# 18hp 1962 Evinrude Fastwin question



## adam_mac84 (Jan 9, 2019)

Picked up a $75 Fastwin electric start (condition unknown at time of purchase). She ran in a barrel, and went forward/reverse. so now I am willing to dig into some tune up. (Actually got the 2 pictured below from the back of a barn for $150 total)

Found this unconnected wire? Of any consequence? Comes from timing plate area. 










Next step is tackling the carb rebuild once I stare at everything a little linger to remember where it all goes and try to get the bugger out. 


Here is the 18 and 5.5 after a hose down









Sent from my iPhone using Tapatalk


----------



## Pappy (Jan 9, 2019)

Wire should be there to serve as a shut off for the ignition. Can be connected to a push button kill switch or something dash mounted. Other side of the switch should go to ground. 
Make sure you do the entire job and do it correctly on the engine. 
Use OEM parts. Why? They fit! Sierra carb kits are incomplete. Sierra points do not line up. Sierra coils often will not mount at all and when they do the center pickup shoe is too far from the flywheel magnets to produce spark. 
Same with water pump. Do not bring this engine back into service without doing the water pump. Use OEM components here as well. 
Spark plugs should be Champions. The engine was designed using these and they do a very good job in them. 
Engine can be run on a 50:1 mixture but for longevity I would run a heavier mixture.


----------



## satx78247 (Jan 9, 2019)

adam_mac84,

Fwiw, electric-start 18HP OBs (at least here in South TX) are "scarcer than hen's teeth" & 200-300 each (in repairable shape) is about what they will bring to power the larger tin John-boats.

Also, I have NEVER had any difficulty with SIERRA PARTS from our local NAPA Auto parts house. = About half the price of the "name brand" parts & work FINE.
(I only own about a dozen "Big Twins", mostly SEA KINGs, from 15-40HP, so I know at least a little about buying, "fixing-up" & running CHEAP outboards built by Brooklure, Evinrude, Gale, Johnson & Sea King.)

ADDENDA: For the 1962 year model OMC outboards, the gas to oil mix is 24-1. - I just checked my notes to be sure.

Note: Should you find a GREEN Brooklure of 20HP or more, "grab it with both hands & hang on", is my advice.
Money wouldn't buy my formerly "one-owner", "very low hours", electric start Brooklure 2500 (Model 3327) Big Twin, that I bought for 50 bucks at the end of an Austin estate sale in 2016.

Also, in the event that you don't have a copy (I wore-out my first copy & bought another copy.), buy a copy of CHEAP OUTBOARDS: The Beginner's Guide to Making an Old Motor Run Forever by Max Wawrzyniak III & READ IT "cover to cover" before picking up a screwdriver/wrench.
(I paid 5 bucks for my 1st copy at Salvation Army's local store & paid 8 bucks at Goodwill for the "new" one. - You may also want to check-out Amazon.com or ebay.com for a CHEAP copy.)

Note: As our area's "friendly neighborhood cheapskate", I'll keep running my "garage sale outboards" for as long as I'm able to "get out there" to fish/"boat-ride" with my beloved Darla.

######

TASKS TO PERFORM:
1 – From the Evinrude Fastwin thread, return the passage starting with "Engine can be" and going on through "parts & work FINE.".
2 – Decide whether each statement agrees with the Evinrude Fastwin thread, and back each yes or no with the deciding words quoted from it.
(a) adam_mac84 paid $75 for the Fastwin electric start.
(b) Pappy recommends Sierra carb kits.
(c) satx78247 gives 50:1 as the gas to oil mix for 1962 OMC outboards.
3 – Extend the Evinrude Fastwin thread beyond its final sentence.

######

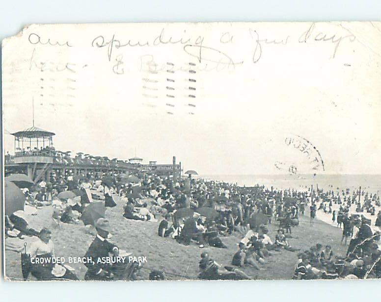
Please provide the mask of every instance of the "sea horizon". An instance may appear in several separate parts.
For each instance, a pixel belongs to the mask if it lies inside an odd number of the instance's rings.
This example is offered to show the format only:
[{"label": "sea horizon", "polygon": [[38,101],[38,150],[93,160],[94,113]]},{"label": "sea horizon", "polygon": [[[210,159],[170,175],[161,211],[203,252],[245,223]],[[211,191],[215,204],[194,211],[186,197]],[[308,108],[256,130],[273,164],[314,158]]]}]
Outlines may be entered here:
[{"label": "sea horizon", "polygon": [[381,174],[208,174],[197,178],[237,183],[240,186],[264,185],[270,189],[305,190],[313,186],[325,191],[361,190],[372,193],[381,191]]}]

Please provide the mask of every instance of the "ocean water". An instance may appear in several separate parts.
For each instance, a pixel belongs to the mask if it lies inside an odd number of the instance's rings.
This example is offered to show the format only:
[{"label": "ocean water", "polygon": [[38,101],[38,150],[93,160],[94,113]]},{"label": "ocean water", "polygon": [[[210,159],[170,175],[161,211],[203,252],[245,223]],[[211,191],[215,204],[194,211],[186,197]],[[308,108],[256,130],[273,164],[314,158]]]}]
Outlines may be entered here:
[{"label": "ocean water", "polygon": [[358,190],[371,193],[381,193],[381,175],[200,175],[196,177],[208,179],[237,183],[239,186],[264,185],[274,189],[294,189],[307,190],[317,185],[324,191],[345,190],[350,188],[352,193]]}]

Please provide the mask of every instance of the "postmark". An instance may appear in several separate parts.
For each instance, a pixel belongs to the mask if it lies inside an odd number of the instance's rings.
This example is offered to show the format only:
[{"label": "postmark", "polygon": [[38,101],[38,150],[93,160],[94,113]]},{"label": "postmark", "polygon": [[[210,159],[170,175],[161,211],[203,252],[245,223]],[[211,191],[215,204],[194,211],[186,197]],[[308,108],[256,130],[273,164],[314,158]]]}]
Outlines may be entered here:
[{"label": "postmark", "polygon": [[320,151],[309,140],[298,134],[286,136],[283,146],[287,148],[284,158],[274,163],[275,168],[290,174],[313,173],[326,170]]}]

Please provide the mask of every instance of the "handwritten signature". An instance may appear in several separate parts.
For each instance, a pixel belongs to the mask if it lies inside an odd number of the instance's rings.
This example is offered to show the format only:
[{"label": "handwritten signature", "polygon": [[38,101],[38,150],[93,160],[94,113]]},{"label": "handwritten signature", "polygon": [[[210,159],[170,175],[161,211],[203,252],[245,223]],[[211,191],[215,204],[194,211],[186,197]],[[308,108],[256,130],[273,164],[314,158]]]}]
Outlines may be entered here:
[{"label": "handwritten signature", "polygon": [[42,44],[43,45],[51,45],[52,46],[55,46],[58,45],[58,46],[67,46],[68,47],[73,47],[73,45],[71,45],[69,44],[68,41],[66,41],[64,43],[60,43],[58,41],[52,42],[50,38],[48,38],[48,40],[43,40],[41,37],[36,33],[34,32],[29,35],[28,37],[28,40],[29,42],[31,44]]},{"label": "handwritten signature", "polygon": [[197,36],[193,38],[183,35],[177,38],[172,36],[167,36],[164,28],[162,28],[160,34],[152,40],[146,40],[143,41],[140,40],[133,41],[131,39],[125,42],[121,42],[119,39],[115,37],[115,34],[112,37],[107,41],[102,35],[99,35],[93,40],[91,46],[93,47],[103,48],[107,47],[107,56],[109,61],[111,61],[111,55],[114,49],[118,49],[122,47],[129,46],[130,47],[144,47],[149,46],[158,46],[160,45],[166,44],[192,44],[194,45],[202,45],[204,42],[204,37],[202,36]]},{"label": "handwritten signature", "polygon": [[339,46],[345,39],[349,40],[351,42],[354,42],[356,39],[356,37],[352,32],[345,35],[339,35],[337,34],[328,34],[323,32],[318,32],[316,33],[315,29],[315,24],[312,23],[310,25],[308,29],[304,32],[299,37],[299,43],[306,43],[310,41],[316,42],[330,42],[335,45],[335,48],[333,50],[333,53],[332,57],[334,58],[336,53],[337,52],[337,49]]}]

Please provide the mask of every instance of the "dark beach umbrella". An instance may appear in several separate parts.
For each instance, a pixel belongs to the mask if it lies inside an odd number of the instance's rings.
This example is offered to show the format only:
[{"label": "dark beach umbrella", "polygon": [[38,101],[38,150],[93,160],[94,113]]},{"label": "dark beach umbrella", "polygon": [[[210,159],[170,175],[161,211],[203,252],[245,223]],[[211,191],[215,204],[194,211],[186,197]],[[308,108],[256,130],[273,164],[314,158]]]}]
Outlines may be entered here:
[{"label": "dark beach umbrella", "polygon": [[259,226],[261,225],[266,225],[269,222],[269,217],[262,213],[255,213],[249,219],[250,227]]},{"label": "dark beach umbrella", "polygon": [[215,219],[219,216],[218,212],[213,208],[200,207],[197,209],[195,211],[202,216],[209,219]]},{"label": "dark beach umbrella", "polygon": [[64,191],[59,193],[58,195],[57,195],[57,197],[58,197],[59,199],[68,199],[69,198],[72,199],[74,198],[77,195],[76,195],[76,194],[73,193],[71,191]]},{"label": "dark beach umbrella", "polygon": [[185,172],[184,173],[185,174],[188,174],[188,175],[189,175],[190,174],[190,175],[198,175],[198,173],[197,173],[194,170],[188,170],[186,172]]},{"label": "dark beach umbrella", "polygon": [[21,271],[23,273],[23,278],[27,280],[30,272],[31,262],[30,255],[27,253],[27,243],[24,243],[24,252],[21,253]]},{"label": "dark beach umbrella", "polygon": [[24,211],[25,204],[25,195],[21,190],[13,182],[8,181],[6,178],[4,184],[5,192],[5,214],[10,216],[19,210]]},{"label": "dark beach umbrella", "polygon": [[181,208],[175,212],[173,216],[176,219],[179,219],[184,217],[191,217],[194,212],[193,210],[189,208]]},{"label": "dark beach umbrella", "polygon": [[11,181],[19,188],[30,188],[34,184],[30,177],[25,174],[11,174],[6,177],[5,179]]},{"label": "dark beach umbrella", "polygon": [[102,201],[94,201],[86,206],[82,212],[81,219],[85,226],[95,226],[95,223],[99,218],[105,218],[106,208]]}]

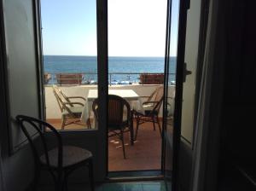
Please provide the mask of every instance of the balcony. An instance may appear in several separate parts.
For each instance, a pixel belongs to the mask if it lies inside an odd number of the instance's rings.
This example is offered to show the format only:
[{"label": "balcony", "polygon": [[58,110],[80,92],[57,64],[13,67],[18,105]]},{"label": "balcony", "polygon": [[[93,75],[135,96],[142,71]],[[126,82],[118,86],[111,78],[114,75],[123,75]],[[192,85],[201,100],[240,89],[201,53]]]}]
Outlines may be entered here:
[{"label": "balcony", "polygon": [[[116,75],[116,74],[115,74]],[[112,81],[110,81],[112,82]],[[109,90],[132,90],[139,96],[141,101],[145,101],[143,96],[149,96],[151,93],[160,84],[140,84],[139,83],[132,83],[131,84],[113,84],[109,83]],[[88,96],[89,90],[96,90],[96,84],[63,84],[59,86],[68,96],[82,96],[85,99]],[[175,86],[170,85],[169,91],[174,92]],[[171,102],[173,111],[173,104]],[[61,130],[61,113],[57,104],[56,99],[53,93],[51,84],[45,84],[45,105],[46,105],[46,119],[56,129]],[[160,113],[160,119],[162,118],[162,107]],[[92,120],[94,120],[92,119]],[[134,127],[136,126],[134,121]],[[70,124],[65,126],[65,130],[87,130],[86,124]],[[134,146],[131,146],[129,140],[129,133],[125,133],[125,147],[126,152],[126,159],[123,159],[121,142],[111,137],[108,139],[108,170],[110,171],[137,171],[137,170],[160,170],[161,165],[161,136],[156,128],[153,130],[152,123],[143,124],[140,129],[137,140]],[[148,147],[150,145],[150,147]],[[147,163],[145,163],[145,160]]]}]

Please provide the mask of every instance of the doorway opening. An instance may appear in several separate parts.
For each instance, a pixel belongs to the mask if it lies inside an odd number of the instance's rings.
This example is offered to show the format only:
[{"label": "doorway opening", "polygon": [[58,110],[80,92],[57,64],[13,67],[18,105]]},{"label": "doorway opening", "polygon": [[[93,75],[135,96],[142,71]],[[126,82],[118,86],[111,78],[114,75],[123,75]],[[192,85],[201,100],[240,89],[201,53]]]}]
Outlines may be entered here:
[{"label": "doorway opening", "polygon": [[[108,130],[109,177],[156,177],[162,170],[167,0],[109,0],[108,7],[108,92],[127,101],[132,115],[124,140]],[[173,91],[175,57],[170,68]]]}]

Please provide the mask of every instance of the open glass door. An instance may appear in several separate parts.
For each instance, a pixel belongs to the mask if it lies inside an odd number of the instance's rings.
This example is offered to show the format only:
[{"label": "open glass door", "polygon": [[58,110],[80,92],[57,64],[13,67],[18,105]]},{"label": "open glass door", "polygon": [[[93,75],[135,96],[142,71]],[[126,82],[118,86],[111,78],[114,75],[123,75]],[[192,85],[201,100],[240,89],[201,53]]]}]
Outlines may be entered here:
[{"label": "open glass door", "polygon": [[[93,153],[96,181],[104,180],[107,169],[106,3],[41,1],[45,119],[60,130],[65,144],[79,145]],[[92,105],[97,98],[96,119]],[[74,181],[84,181],[84,175]]]},{"label": "open glass door", "polygon": [[[164,99],[163,128],[163,171],[167,190],[172,190],[172,175],[176,164],[174,156],[174,104],[176,90],[176,68],[177,61],[177,32],[179,18],[179,0],[169,0],[167,4],[166,39],[166,80]],[[176,130],[178,131],[178,130]]]},{"label": "open glass door", "polygon": [[177,190],[179,184],[177,171],[188,2],[169,0],[167,5],[162,166],[167,190]]},{"label": "open glass door", "polygon": [[[172,175],[172,190],[177,190],[178,188],[187,190],[190,183],[189,172],[192,166],[193,135],[197,107],[195,92],[198,90],[196,86],[198,84],[195,80],[200,80],[197,78],[200,71],[196,70],[199,64],[201,1],[171,0],[168,7],[170,18],[169,23],[167,22],[169,30],[167,30],[166,46],[169,48],[166,49],[167,69],[166,71],[170,72],[172,49],[177,49],[174,51],[177,56],[177,69],[175,94],[172,94],[170,90],[172,88],[170,73],[166,75],[169,78],[165,84],[166,129],[164,169],[167,181]],[[177,41],[175,42],[175,39]],[[172,104],[174,105],[174,110]],[[173,156],[172,160],[168,157],[170,155]]]}]

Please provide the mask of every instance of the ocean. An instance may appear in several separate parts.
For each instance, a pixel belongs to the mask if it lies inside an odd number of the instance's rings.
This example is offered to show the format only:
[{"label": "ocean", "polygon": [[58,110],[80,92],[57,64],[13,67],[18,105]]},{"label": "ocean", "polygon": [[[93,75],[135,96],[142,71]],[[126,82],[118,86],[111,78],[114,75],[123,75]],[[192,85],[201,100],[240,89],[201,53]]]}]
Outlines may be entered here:
[{"label": "ocean", "polygon": [[[169,80],[173,81],[175,80],[176,57],[171,57],[170,61]],[[164,57],[110,56],[108,57],[108,78],[110,79],[111,75],[111,82],[137,83],[139,81],[138,73],[162,73],[164,66]],[[82,72],[84,73],[84,81],[96,82],[97,79],[96,56],[44,55],[44,72],[53,76],[55,73]],[[53,78],[49,84],[55,83],[55,80]]]}]

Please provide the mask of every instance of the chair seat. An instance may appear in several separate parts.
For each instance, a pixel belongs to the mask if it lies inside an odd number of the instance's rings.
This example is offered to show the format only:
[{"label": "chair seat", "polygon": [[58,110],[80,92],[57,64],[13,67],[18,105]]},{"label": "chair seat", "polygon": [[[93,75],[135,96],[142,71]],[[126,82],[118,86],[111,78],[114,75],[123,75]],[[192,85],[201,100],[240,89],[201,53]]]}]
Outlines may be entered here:
[{"label": "chair seat", "polygon": [[139,115],[141,117],[152,117],[152,115],[157,115],[157,111],[152,111],[150,109],[138,110],[136,112],[135,115]]},{"label": "chair seat", "polygon": [[[49,165],[51,167],[58,167],[58,148],[55,148],[48,152]],[[74,146],[63,146],[63,167],[69,167],[71,165],[83,162],[92,157],[92,153],[84,148]],[[46,165],[45,155],[40,157],[40,160],[44,165]]]},{"label": "chair seat", "polygon": [[[84,107],[68,107],[70,109],[70,111],[73,113],[73,114],[81,114],[84,109]],[[65,110],[62,112],[63,115],[68,115],[69,113]]]}]

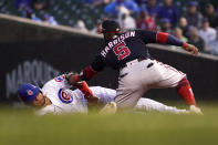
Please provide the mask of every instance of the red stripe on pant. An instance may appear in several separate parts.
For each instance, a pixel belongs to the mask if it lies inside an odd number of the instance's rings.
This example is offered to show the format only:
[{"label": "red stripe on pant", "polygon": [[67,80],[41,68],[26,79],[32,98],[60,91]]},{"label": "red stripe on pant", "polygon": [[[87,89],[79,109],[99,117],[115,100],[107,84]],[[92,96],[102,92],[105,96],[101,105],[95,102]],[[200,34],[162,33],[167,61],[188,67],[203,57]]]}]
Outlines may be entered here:
[{"label": "red stripe on pant", "polygon": [[188,105],[196,105],[190,83],[186,77],[184,77],[176,87],[177,93],[185,100]]}]

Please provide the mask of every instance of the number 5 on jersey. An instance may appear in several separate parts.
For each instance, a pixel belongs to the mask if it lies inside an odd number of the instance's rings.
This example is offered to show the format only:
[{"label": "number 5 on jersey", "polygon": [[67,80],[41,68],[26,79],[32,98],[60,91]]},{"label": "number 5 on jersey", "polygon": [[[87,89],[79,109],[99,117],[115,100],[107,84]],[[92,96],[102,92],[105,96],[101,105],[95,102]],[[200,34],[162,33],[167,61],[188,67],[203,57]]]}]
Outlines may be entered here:
[{"label": "number 5 on jersey", "polygon": [[121,42],[113,49],[114,53],[117,55],[117,59],[121,61],[131,54],[129,49],[126,46],[125,42]]}]

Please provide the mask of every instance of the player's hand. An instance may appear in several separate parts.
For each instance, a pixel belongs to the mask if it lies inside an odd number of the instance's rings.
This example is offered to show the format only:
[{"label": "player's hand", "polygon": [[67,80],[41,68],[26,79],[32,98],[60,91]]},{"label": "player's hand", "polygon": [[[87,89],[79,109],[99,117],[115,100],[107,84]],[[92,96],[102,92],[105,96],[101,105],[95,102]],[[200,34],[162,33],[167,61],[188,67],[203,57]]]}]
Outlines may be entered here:
[{"label": "player's hand", "polygon": [[193,55],[197,55],[198,54],[198,49],[195,45],[193,45],[193,44],[187,44],[185,50],[188,51],[188,52],[191,52]]},{"label": "player's hand", "polygon": [[65,79],[70,85],[75,85],[79,82],[79,73],[76,72],[69,72],[65,74]]},{"label": "player's hand", "polygon": [[87,102],[90,105],[96,105],[100,103],[100,97],[97,97],[97,96],[92,95],[86,99],[87,99]]}]

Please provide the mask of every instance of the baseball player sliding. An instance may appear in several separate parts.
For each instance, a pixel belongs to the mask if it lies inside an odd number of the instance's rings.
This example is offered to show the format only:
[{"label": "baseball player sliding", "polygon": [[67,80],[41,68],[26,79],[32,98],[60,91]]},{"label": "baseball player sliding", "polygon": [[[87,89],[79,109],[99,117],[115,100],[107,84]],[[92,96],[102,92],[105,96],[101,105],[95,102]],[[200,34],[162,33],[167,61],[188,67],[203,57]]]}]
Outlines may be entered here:
[{"label": "baseball player sliding", "polygon": [[[70,90],[72,86],[68,83],[68,75],[60,75],[39,89],[32,84],[22,84],[18,94],[24,104],[38,107],[37,114],[48,113],[86,113],[89,105],[97,105],[113,102],[116,91],[101,86],[89,87],[85,82],[76,85],[77,90]],[[149,99],[139,99],[135,110],[139,111],[159,111],[166,113],[188,113],[186,110],[166,106]]]},{"label": "baseball player sliding", "polygon": [[138,100],[150,89],[175,87],[186,101],[191,112],[201,114],[186,74],[158,62],[148,53],[147,43],[163,43],[183,46],[186,51],[197,55],[198,49],[164,32],[133,30],[121,33],[121,28],[113,20],[102,23],[105,44],[97,53],[90,66],[80,74],[72,75],[70,83],[87,81],[101,72],[105,66],[120,71],[118,89],[115,101],[105,108],[133,108]]}]

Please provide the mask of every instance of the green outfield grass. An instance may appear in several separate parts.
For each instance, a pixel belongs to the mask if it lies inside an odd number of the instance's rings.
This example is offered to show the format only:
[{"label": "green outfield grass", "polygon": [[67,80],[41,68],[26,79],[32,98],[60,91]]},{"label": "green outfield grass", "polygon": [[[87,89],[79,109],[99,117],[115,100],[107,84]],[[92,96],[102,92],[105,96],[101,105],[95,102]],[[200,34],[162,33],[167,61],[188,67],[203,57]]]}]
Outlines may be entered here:
[{"label": "green outfield grass", "polygon": [[218,105],[204,116],[159,113],[45,115],[0,110],[0,145],[218,145]]}]

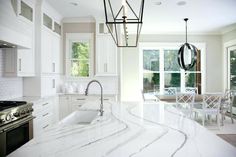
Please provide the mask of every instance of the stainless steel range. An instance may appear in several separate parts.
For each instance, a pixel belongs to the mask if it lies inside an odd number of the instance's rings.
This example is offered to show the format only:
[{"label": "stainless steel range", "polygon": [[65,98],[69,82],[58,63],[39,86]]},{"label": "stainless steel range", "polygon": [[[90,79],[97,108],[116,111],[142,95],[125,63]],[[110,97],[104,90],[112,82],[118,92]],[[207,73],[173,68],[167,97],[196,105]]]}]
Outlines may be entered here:
[{"label": "stainless steel range", "polygon": [[32,103],[0,101],[0,157],[33,138]]}]

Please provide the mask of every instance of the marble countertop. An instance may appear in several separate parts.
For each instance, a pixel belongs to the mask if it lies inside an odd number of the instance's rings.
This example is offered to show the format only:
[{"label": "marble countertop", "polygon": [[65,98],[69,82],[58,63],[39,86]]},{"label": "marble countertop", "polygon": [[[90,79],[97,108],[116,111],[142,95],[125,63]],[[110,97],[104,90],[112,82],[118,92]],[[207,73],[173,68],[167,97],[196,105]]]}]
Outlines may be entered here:
[{"label": "marble countertop", "polygon": [[43,98],[38,97],[38,96],[24,96],[24,97],[19,97],[19,98],[14,98],[10,99],[10,101],[27,101],[27,102],[37,102]]},{"label": "marble countertop", "polygon": [[89,125],[48,128],[9,157],[236,156],[234,146],[170,104],[106,102],[104,109],[104,116]]}]

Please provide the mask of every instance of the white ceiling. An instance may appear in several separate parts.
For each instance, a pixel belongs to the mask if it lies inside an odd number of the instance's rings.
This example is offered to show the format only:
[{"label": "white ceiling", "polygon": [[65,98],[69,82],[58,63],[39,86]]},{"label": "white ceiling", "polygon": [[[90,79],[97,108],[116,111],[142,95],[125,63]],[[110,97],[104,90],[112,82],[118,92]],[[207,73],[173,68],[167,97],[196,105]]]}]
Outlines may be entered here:
[{"label": "white ceiling", "polygon": [[[103,0],[46,1],[63,17],[104,18]],[[131,5],[137,1],[129,0]],[[186,5],[177,5],[180,1],[185,1]],[[155,5],[155,2],[162,4]],[[145,0],[142,34],[184,33],[185,17],[189,18],[189,33],[221,34],[236,28],[236,0]]]}]

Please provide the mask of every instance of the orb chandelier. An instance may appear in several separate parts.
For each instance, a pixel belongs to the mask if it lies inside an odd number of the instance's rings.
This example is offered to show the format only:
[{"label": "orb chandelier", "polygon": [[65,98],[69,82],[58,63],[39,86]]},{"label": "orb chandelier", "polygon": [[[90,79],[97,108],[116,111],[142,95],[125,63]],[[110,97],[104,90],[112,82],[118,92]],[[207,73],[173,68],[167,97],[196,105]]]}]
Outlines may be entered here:
[{"label": "orb chandelier", "polygon": [[[137,47],[143,24],[144,0],[103,0],[103,3],[106,26],[117,47]],[[134,34],[134,39],[130,34]]]},{"label": "orb chandelier", "polygon": [[189,44],[187,41],[187,21],[188,18],[184,19],[186,23],[186,42],[180,47],[178,52],[178,64],[180,68],[186,70],[190,70],[197,61],[197,51],[198,49]]}]

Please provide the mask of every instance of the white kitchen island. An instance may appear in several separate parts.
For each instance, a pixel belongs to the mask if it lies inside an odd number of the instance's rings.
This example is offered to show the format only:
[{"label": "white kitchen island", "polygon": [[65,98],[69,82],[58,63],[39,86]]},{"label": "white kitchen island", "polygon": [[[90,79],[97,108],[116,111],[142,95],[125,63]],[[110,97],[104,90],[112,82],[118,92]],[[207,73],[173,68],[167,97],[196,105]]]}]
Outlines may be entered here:
[{"label": "white kitchen island", "polygon": [[[84,105],[93,109],[99,104]],[[235,157],[236,148],[170,104],[104,104],[91,124],[59,123],[9,157]]]}]

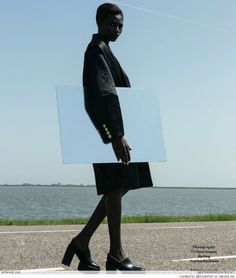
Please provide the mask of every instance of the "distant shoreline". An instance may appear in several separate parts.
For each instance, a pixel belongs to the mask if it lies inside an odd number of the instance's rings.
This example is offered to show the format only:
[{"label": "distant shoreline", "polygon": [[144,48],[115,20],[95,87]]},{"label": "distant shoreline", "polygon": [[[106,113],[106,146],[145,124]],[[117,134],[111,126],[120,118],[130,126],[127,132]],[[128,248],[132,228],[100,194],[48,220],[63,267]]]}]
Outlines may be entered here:
[{"label": "distant shoreline", "polygon": [[[96,185],[76,185],[76,184],[0,184],[0,187],[16,187],[16,186],[35,186],[35,187],[96,187]],[[235,187],[202,187],[202,186],[153,186],[153,189],[236,189]]]}]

######

ANSWERS IN ORDER:
1 –
Engine can be run on a 50:1 mixture but for longevity I would run a heavier mixture.


----------



## satx78247 (Jan 9, 2019)

adam_mac84,

Fwiw, electric-start 18HP OBs (at least here in South TX) are "scarcer than hen's teeth" & 200-300 each (in repairable shape) is about what they will bring to power the larger tin John-boats.

Also, I have NEVER had any difficulty with SIERRA PARTS from our local NAPA Auto parts house. = About half the price of the "name brand" parts & work FINE.

2 –
(a) Yes: "Picked up a $75 Fastwin electric start"
(b) No: "Sierra carb kits are incomplete."
(c) No: "For the 1962 year model OMC outboards, the gas to oil mix is 24-1."

3 –
just my OPINIONS, tex


----------



## Shaugh (Jan 10, 2019)

That off center button on the front that's above the needle adjustments is the kill switch. It's supposed to be wired to that plug.





I'd agree with Pappy, for the small dollars involved, go with OEM parts where you can. Is the powerhead painted green ? Hard to tell for sure in phone photos... but if it is then the motor has been rebuilt at least once with an older (Pre 56) Johnson powerhead.


----------



## Pappy (Jan 10, 2019)

Correction to my statement about 50:1. That engine should be run on 24:1 as was mentioned earlier. For some reason I had a later year model in my head! 50:1 engines did not appear until 1964. 
Shaugh mentioned the green powerhead. Very true, 1955 and earlier powerheads were painted this color and in that model year there was no 18hp. The 15hp did not appear until 1956 and the 18hp did not appear until 1957. Neither one of those had the green color. Does the powerhead appear to have been re-painted to that color?
Give me the model numbers listed on the tags on the port transom brackets. Let's see what these engines actually are. We may be able to make more sense of the green powerhead then.


----------



## satx78247 (Jan 10, 2019)

Pappy,

My GUESS is that somebody repaired the Evinrude OB by changing a out the powerhead for an earlier year model JOHNSON unit.
(Perhaps the original power-head was RUINED by NOT using the proper gas/oil mixture??)

yours, tex


----------



## adam_mac84 (Jan 14, 2019)

Shaugh said:


> That off center button on the front that's above the needle adjustments is the kill switch. It's supposed to be wired to that plug.
> 
> 
> 
> ...



That button is wired to the starter. 

I’ll try to grab some of the powerhead numbers tonight. Using OEM as much as possible. Good local engine shop nearby


Sent from my iPhone using Tapatalk


----------



## adam_mac84 (Jan 14, 2019)

Pappy said:


> Wire should be there to serve as a shut off for the ignition. Can be connected to a push button kill switch or something dash mounted. Other side of the switch should go to ground.
> Make sure you do the entire job and do it correctly on the engine.
> Use OEM parts. Why? They fit! Sierra carb kits are incomplete. Sierra points do not line up. Sierra coils often will not mount at all and when they do the center pickup shoe is too far from the flywheel magnets to produce spark.
> Same with water pump. Do not bring this engine back into service without doing the water pump. Use OEM components here as well.
> ...



I am placing an order for the water pump as well as the throttle gear bushing and that little wedge pin in the throttle linkage. Trying to tighten things up a bit. Also ordering new fuel filter and maybe the parts for fuel pump. Although it seems be operating fine (for now)


Sent from my iPhone using Tapatalk


----------



## adam_mac84 (Jan 14, 2019)

Snagged some pics. I had not noticed the two tone but it certainly looks like a couple colors going on here (lower is also 2 tone it seems)

I did see what looked like some welding on the powerhead. I can’t say if I know if this is normal [emoji1744]‍[emoji3603]















Sent from my iPhone using Tapatalk


----------



## Pappy (Jan 14, 2019)

A 15036 is a 1962 18hp for sure. What baffles me is the green powerhead. The plug in the powerhead does not appear to have been installed by anyone other than the factory.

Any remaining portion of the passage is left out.